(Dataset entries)

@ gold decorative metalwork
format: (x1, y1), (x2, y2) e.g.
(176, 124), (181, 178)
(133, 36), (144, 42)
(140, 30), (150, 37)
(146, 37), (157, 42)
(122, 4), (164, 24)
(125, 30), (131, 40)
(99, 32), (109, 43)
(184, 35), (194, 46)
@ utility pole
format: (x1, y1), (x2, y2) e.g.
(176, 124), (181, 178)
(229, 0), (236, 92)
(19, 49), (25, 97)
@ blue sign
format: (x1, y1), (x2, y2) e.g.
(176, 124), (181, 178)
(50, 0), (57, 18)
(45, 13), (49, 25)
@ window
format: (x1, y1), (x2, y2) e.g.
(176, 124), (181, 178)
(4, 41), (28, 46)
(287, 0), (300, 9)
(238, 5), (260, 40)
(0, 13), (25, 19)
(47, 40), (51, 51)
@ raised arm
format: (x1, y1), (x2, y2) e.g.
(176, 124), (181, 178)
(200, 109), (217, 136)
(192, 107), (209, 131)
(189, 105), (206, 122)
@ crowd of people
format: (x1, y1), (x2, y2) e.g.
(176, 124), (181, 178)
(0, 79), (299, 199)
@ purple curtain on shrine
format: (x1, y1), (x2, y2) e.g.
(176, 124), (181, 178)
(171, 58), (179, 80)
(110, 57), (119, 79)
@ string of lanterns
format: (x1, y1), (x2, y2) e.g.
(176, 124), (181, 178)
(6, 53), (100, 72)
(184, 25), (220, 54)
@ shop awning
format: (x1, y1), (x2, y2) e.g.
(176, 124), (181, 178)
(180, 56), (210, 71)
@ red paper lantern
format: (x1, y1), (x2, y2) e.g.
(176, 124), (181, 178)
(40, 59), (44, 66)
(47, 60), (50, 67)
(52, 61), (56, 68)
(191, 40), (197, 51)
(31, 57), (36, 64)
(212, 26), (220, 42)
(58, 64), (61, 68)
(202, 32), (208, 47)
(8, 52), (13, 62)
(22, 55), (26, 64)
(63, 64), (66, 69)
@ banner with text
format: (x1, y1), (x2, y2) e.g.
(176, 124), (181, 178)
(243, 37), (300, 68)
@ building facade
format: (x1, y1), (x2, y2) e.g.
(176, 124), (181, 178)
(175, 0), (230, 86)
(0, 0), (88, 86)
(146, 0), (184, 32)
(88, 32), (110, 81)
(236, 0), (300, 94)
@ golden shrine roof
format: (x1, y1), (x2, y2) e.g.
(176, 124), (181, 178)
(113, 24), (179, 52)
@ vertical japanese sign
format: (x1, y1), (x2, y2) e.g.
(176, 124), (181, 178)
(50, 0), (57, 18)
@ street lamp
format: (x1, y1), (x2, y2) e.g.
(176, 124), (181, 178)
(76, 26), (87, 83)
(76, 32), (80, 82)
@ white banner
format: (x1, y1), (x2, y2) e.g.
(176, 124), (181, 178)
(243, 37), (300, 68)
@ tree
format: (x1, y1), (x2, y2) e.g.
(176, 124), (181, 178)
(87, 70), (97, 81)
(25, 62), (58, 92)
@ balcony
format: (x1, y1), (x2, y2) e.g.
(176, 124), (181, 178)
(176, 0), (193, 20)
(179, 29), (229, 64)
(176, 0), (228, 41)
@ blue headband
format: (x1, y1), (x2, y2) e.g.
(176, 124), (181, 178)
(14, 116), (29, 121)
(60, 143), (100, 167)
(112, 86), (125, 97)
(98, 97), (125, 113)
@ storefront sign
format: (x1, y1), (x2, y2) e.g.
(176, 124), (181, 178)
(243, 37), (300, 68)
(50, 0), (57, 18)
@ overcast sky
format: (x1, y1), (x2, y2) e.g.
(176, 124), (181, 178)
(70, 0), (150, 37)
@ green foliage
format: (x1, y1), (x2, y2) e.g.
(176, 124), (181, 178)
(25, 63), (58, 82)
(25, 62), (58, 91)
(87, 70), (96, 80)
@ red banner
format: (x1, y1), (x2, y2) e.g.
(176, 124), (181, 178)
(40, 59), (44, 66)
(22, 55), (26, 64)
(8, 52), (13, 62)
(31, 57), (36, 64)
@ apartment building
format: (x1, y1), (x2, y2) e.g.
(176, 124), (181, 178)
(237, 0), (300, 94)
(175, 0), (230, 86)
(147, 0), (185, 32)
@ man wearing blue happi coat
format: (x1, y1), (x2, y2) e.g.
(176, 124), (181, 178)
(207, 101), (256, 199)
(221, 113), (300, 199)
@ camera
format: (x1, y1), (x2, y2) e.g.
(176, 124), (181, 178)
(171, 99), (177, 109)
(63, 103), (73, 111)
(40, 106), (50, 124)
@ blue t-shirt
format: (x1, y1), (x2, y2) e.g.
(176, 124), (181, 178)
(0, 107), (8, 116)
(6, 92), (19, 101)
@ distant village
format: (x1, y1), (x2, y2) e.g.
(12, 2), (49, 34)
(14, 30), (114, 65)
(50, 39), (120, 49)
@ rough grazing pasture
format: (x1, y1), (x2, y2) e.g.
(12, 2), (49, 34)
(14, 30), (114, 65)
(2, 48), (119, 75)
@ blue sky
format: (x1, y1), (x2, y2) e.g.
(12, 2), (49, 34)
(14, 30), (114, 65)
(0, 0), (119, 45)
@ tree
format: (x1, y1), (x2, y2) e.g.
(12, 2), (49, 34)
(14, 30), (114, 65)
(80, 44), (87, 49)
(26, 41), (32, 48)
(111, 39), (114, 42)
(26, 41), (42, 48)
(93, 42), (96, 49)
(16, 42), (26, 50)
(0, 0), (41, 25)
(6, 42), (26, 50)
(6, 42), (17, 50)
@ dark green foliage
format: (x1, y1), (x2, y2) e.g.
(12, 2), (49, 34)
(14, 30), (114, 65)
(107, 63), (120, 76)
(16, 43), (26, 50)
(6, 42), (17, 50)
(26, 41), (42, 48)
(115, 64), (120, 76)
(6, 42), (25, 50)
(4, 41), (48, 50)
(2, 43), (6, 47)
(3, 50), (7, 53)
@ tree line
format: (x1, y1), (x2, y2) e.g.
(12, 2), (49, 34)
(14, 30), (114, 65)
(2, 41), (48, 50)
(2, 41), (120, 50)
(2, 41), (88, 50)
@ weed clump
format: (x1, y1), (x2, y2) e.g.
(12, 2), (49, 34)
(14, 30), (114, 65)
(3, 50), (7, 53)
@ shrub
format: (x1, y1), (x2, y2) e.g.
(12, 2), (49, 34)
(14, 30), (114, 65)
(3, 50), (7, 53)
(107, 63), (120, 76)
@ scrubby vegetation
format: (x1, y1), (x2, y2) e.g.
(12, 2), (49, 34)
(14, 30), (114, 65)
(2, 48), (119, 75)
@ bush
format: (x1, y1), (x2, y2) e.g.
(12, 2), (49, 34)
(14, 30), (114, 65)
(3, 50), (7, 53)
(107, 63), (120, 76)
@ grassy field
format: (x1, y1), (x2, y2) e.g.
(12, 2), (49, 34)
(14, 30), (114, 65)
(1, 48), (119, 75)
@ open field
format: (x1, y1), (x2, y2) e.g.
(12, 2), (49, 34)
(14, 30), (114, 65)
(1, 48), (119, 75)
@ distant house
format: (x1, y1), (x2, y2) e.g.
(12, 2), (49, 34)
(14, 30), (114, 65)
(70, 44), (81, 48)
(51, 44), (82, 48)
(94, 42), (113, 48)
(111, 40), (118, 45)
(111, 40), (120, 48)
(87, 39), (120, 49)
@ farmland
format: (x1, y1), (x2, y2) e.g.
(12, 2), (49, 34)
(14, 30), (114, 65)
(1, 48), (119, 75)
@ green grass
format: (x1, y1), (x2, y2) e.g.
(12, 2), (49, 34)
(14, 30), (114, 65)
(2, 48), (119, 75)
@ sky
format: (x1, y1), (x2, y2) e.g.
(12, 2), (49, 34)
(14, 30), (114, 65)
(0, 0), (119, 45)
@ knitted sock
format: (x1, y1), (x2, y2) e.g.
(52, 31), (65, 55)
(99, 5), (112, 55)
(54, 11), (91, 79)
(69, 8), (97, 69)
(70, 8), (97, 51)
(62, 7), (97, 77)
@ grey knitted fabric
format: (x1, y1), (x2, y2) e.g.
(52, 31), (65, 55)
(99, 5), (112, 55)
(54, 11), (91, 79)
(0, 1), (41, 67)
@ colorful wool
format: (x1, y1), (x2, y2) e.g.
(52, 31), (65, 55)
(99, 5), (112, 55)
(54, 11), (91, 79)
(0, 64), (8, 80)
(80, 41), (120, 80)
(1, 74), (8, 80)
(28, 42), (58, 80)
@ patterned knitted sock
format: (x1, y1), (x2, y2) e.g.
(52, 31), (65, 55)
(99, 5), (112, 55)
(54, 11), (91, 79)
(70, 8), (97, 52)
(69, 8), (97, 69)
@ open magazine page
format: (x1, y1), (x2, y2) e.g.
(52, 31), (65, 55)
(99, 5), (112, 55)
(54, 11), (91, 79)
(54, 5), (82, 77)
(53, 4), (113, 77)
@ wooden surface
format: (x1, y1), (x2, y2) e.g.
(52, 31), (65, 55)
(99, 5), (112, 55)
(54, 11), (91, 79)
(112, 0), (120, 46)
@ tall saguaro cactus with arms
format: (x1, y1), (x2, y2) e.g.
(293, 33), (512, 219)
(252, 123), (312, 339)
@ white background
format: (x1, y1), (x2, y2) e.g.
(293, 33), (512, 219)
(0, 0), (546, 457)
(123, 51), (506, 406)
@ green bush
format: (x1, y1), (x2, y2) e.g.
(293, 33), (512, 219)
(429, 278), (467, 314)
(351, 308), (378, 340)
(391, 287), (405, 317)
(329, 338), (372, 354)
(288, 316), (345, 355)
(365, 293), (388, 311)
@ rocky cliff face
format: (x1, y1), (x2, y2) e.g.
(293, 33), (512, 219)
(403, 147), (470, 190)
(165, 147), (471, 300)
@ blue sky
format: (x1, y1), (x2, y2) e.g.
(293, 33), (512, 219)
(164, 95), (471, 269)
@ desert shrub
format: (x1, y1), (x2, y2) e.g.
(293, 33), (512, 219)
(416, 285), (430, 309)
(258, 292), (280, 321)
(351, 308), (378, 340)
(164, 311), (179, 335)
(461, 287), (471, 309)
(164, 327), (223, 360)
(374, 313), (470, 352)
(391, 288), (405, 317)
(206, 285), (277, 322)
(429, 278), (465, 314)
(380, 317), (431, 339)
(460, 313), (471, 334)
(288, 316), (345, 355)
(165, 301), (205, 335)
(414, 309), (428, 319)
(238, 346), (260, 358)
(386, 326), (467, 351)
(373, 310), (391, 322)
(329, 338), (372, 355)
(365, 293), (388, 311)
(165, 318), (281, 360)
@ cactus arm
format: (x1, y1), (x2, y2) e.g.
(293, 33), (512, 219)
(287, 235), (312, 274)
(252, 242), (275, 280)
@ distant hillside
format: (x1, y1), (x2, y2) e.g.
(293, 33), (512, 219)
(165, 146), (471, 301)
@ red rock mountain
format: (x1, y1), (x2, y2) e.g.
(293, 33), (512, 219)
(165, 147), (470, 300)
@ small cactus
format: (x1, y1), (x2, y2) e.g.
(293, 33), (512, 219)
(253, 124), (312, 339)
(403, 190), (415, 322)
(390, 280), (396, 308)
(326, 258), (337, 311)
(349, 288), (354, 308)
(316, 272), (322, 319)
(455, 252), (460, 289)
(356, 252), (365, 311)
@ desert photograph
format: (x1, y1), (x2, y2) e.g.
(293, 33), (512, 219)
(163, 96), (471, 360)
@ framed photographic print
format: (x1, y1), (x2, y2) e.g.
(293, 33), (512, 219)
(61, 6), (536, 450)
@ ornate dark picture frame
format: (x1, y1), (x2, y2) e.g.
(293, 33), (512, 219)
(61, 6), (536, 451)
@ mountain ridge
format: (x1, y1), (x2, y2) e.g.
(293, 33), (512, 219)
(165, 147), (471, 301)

> _EXERCISE BRIEF_
In the entries above, find each line with the word "knitted" and copy it.

> _ANSWER TO THE EXERCISE_
@ knitted sock
@ grey knitted fabric
@ patterned knitted sock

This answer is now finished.